--- PAGE EXTRACT ---
Nearly two weeks later, the 30-year-old’s headless torso was found on a beach in Denmark’s capital city, Copenhagen. The rest of her body still hasn’t been found and Madsen, 46, is in custody and charged with manslaughter.
There is still a lot of mystery surrounding her death, as Madsen maintains he is innocent. Here is a timeline of the events.
Wall is last seen alive as she departs on a submarine trip with Madsen in Copenhagen Harbour.
Wall’s boyfriend alerts authorities that the 40-tonne, nearly 18-metre-long sub, named the UC3 Nautilus, hadn’t returned from a test run. The Danish navy launches a rescue operation, including a search by two of its helicopters and three of its ships.
Madsen is found alive and is picked up by a private boat. The submarine sinks when he is rescued.
Madsen appears on Danish television after he’s rescued to discuss the submarine’s sinking, according to The Guardian. Footage aired on Denmark’s TV2 channel shows him getting off the private boat and making a thumbs-up sign as he walks away. “I am fine, but sad because Nautilus went down,” he tells Danish media, TV2.
Madsen also says “a minor problem with a ballast tank … turned into a major issue” ultimately caused the sinking of the vessel.
When police question him, Madsen says he dropped Wall off on a Copenhagen island before the submarine sank. He then changes his story and tells authorities “an accident occurred on board that led to her death” and he buried her at sea at an unspecified location.
Hours later, police charge Madsen with manslaughter. Authorities say they believe he intentionally sank the submarine.
The submarine is found at a depth of seven metres south of Copenhagen. Divers are initially unable to safely enter it.
WATCH: Madsen is arrested for murder after being rescued from sea
Police secure Wall’s hair brush and toothbrush, and the DNA from the items matches blood they find on the submarine.
The same day, a judge orders that Madsen be held in pre-trial detention for 24 days while the investigation into Wall’s disappearance continues.
Danish police are able to search the submarine but do not find a body.
The torso of a woman is found on a beach by a member of the public who was cycling on Copenhagen’s southern Amager island, near where Wall was believed to have died.
Copenhagen police say the woman’s head, arms and legs had “deliberately been cut off” from her body.
DNA tests confirm it’s Wall’s torso. Police investigator Jens Moeller Jensen says Wall’s torso was attached to a piece of metal “likely with the purpose to make it sink.”
The body “washed ashore after having been at sea for a while,” he says. He adds that police found marks on the torso indicating someone tried to press air out of the body so that it wouldn’t float.

--- EXTRACTED RECORDS ---
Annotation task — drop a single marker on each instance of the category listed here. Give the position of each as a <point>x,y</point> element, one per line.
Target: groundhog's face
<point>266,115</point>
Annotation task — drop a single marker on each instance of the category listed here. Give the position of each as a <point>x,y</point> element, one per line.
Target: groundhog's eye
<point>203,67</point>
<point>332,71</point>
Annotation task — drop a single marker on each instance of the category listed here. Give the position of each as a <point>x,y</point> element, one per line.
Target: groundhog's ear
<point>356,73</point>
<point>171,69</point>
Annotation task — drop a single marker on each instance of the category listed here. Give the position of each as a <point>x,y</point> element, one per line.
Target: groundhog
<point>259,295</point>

--- INSTRUCTIONS TO FOLLOW ---
Shorten the timeline paragraph that begins "When police question him" to one sentence, keeping its main facts. The records aren't needed for this work.

--- RESPONSE TO THE EXERCISE ---
Madsen first told police he had dropped Wall off on a Copenhagen island before the submarine sank, then changed his story, saying an accident on board caused her death and that he buried her at sea at an unspecified location.